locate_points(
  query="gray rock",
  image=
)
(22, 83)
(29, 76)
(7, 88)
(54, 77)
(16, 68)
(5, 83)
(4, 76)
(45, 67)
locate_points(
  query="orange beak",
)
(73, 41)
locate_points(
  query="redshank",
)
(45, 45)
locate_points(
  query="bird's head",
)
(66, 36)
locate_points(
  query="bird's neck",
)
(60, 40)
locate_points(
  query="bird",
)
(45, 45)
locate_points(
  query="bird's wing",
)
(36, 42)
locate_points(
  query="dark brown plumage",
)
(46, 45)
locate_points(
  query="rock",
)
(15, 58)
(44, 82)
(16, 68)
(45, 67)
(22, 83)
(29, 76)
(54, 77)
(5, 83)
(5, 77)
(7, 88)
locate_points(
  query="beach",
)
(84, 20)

---

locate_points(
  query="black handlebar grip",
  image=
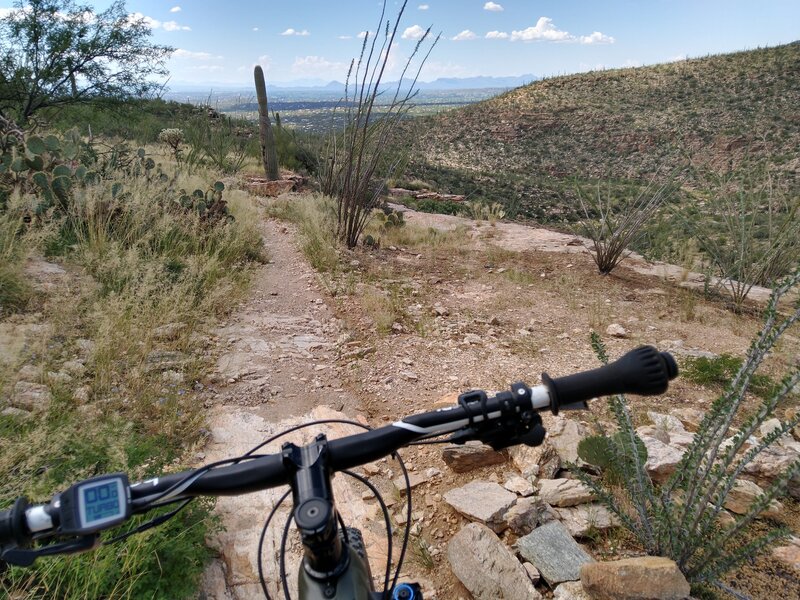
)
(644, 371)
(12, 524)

(JOB)
Find every line in the two blocks above that contains the word "query", and copy each of those lines.

(COMPLETED EXERCISE)
  query="gray rock",
  query="orange beak",
  query="redshank",
  query="bird's head",
  query="bird's neck",
  query="bird",
  query="bird's wing",
  query="dark brown plumage",
  query="rock",
  query="beach",
  query="black handlebar grip",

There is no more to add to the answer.